Les créanciers d’une entreprise en liquidation judiciaire se retrouvent triplement affectés par le déclenchement de cette procédure collective.

L’exercice de la plupart de leurs droits est gelé, pour prétendre au paiement de leur dû, ils sont contraints de déclarer leur créance à la procédure, et la clôture de la procédure pour insuffisance d’actif leur interdit de poursuivre le débiteur.

Quels sont les effets d’une procédure de liquidation sur les créanciers ?

La procédure de liquidation judiciaire produit plusieurs effets qui touchent les créanciers :

  • l’exigibilité immédiate des créances non échues au jour de la liquidation judiciaire, sauf si le tribunal autorise la poursuite de l’activité en vue d’une cession totale ou partielle de l’entreprise,
  • l’interdiction de paiement d’une créance antérieure au jugement sauf exceptions,
  • l’interruption des poursuites individuelles,
  • l’interdiction d’inscription de sûreté postérieurement au jugement d’ouverture,
  • l’arrêt du cours des intérêts,
  • le traitement privilégié de certains créanciers par rapport à d’autres,
  • la nécessité de déclarer sa créance à la procédure pour avoir une chance d’être payé, même s’il s’agit d’une créance chirographaire,
  • le paiement à leur échéance des créances nées entre le jugement d’ouverture et la clôture de la procédure, dès lors que ce paiement est nécessaire au bon déroulement de la procédure ou du maintien provisoire de l’activité, ou qu’il correspond à la contrepartie d’une prestation fournie au débiteur pendant le maintien de l’activité,
  • l’impossibilité de poursuivre ou d’intenter une action en justice à l’encontre du débiteur, s’il reste encore des créances impayées à l’issue de la clôture de la liquidation judiciaire. En revanche, les créanciers peuvent poursuivre les personnes qui se sont portées caution.

Quels sont les effets immédiats du jugement prononçant la liquidation sur les créanciers ?

1. Exigibilité immédiate des créances non échues au jour du jugement

Le jugement d’ouverture d’une liquidation judiciaire emporte la déchéance du terme des créances non échues, ce qui met fin aux éventuels échéanciers dont le débiteur bénéficiait jusqu’ici.

Défi a: Affichez chacune des lignes qui contiennent la chaîne "choppy".
L'extrait et les lignes n'ont pas la même origine.

[Lignes de pointage]
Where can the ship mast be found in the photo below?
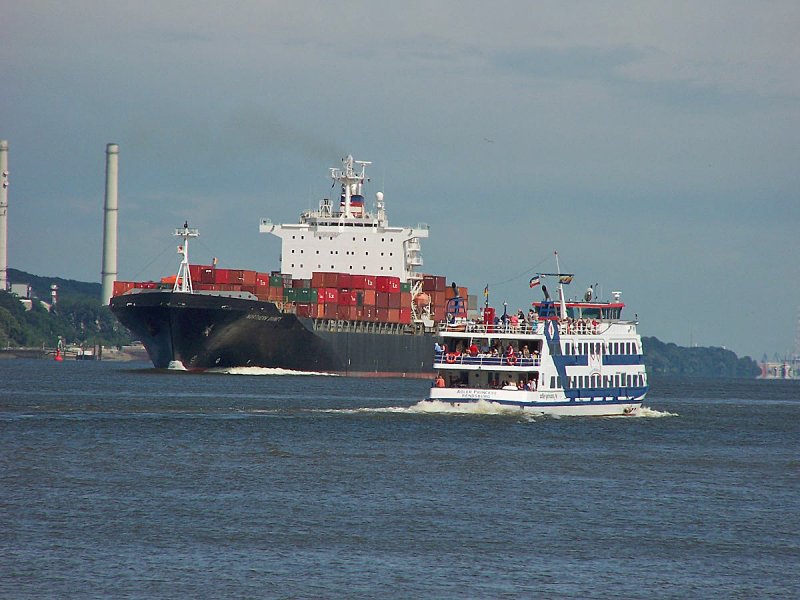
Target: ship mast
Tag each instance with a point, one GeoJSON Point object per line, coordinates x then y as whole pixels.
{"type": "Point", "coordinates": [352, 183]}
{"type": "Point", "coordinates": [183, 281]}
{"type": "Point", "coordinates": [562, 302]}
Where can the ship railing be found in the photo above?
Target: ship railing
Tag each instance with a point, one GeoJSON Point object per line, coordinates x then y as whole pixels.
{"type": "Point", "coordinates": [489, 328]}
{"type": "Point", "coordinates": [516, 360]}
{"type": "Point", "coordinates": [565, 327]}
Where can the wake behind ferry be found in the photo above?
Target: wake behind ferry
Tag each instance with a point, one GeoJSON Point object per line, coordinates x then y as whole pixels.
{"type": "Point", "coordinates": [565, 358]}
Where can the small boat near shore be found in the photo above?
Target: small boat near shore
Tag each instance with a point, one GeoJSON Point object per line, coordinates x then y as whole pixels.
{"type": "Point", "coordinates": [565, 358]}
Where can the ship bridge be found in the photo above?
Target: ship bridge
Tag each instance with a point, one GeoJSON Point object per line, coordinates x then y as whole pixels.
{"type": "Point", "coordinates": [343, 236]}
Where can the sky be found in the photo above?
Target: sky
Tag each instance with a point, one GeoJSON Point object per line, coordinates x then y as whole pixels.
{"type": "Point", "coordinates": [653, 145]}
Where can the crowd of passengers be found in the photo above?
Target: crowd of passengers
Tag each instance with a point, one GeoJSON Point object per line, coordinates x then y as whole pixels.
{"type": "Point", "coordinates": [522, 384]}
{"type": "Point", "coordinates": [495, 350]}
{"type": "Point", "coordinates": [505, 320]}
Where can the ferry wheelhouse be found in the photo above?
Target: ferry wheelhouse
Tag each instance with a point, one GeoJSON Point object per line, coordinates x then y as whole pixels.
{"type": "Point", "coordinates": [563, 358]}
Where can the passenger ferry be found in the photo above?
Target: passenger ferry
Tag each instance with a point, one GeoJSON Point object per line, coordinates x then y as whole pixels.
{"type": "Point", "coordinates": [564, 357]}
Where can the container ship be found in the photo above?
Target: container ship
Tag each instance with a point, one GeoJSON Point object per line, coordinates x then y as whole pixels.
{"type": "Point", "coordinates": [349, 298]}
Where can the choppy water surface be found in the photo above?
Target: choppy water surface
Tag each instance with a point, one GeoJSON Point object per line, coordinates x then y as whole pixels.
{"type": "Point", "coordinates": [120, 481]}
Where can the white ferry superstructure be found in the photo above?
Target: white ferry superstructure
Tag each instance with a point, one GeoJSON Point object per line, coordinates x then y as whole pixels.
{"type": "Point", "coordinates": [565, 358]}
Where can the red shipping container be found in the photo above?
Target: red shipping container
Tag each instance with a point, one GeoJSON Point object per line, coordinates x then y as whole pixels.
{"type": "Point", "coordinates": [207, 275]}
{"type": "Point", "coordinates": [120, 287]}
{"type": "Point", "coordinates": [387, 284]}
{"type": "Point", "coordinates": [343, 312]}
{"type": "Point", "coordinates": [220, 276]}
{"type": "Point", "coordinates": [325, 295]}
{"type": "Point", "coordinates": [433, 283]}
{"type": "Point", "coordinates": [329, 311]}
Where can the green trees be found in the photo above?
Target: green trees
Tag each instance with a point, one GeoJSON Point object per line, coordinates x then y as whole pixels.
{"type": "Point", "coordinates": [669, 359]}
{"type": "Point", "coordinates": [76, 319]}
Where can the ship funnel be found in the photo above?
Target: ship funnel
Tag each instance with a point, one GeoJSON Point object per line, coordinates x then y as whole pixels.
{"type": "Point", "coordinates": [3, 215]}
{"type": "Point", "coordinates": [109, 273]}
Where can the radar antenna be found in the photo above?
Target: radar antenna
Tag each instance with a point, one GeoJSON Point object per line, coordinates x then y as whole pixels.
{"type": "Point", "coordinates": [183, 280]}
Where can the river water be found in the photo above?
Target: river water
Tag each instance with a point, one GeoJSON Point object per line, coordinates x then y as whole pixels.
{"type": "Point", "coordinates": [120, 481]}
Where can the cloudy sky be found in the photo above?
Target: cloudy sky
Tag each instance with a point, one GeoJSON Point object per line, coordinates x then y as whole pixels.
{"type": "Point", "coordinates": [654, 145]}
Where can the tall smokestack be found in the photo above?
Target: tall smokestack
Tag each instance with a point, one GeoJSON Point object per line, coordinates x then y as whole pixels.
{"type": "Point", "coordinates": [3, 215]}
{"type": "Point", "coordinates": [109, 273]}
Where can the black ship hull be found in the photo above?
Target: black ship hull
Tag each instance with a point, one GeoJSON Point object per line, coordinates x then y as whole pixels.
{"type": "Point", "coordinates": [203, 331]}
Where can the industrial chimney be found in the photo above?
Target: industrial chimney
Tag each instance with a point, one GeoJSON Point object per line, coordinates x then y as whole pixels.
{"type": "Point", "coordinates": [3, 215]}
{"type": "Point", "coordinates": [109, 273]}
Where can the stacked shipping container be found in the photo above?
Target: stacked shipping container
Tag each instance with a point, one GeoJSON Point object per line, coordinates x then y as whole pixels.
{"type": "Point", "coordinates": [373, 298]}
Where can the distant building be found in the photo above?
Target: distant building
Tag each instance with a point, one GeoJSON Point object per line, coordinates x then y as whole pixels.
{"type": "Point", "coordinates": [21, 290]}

Défi b: Dans l'extrait, relevez les trois atteintes que désigne l'expression « triplement affectés ».

Réponse a:
Where can the choppy water surface be found in the photo above?
Target: choppy water surface

Réponse b:
- L'exercice de la plupart de leurs droits est gelé.
- Pour prétendre au paiement de leur dû, ils doivent déclarer leur créance à la procédure.
- La clôture de la procédure pour insuffisance d'actif leur interdit de poursuivre le débiteur.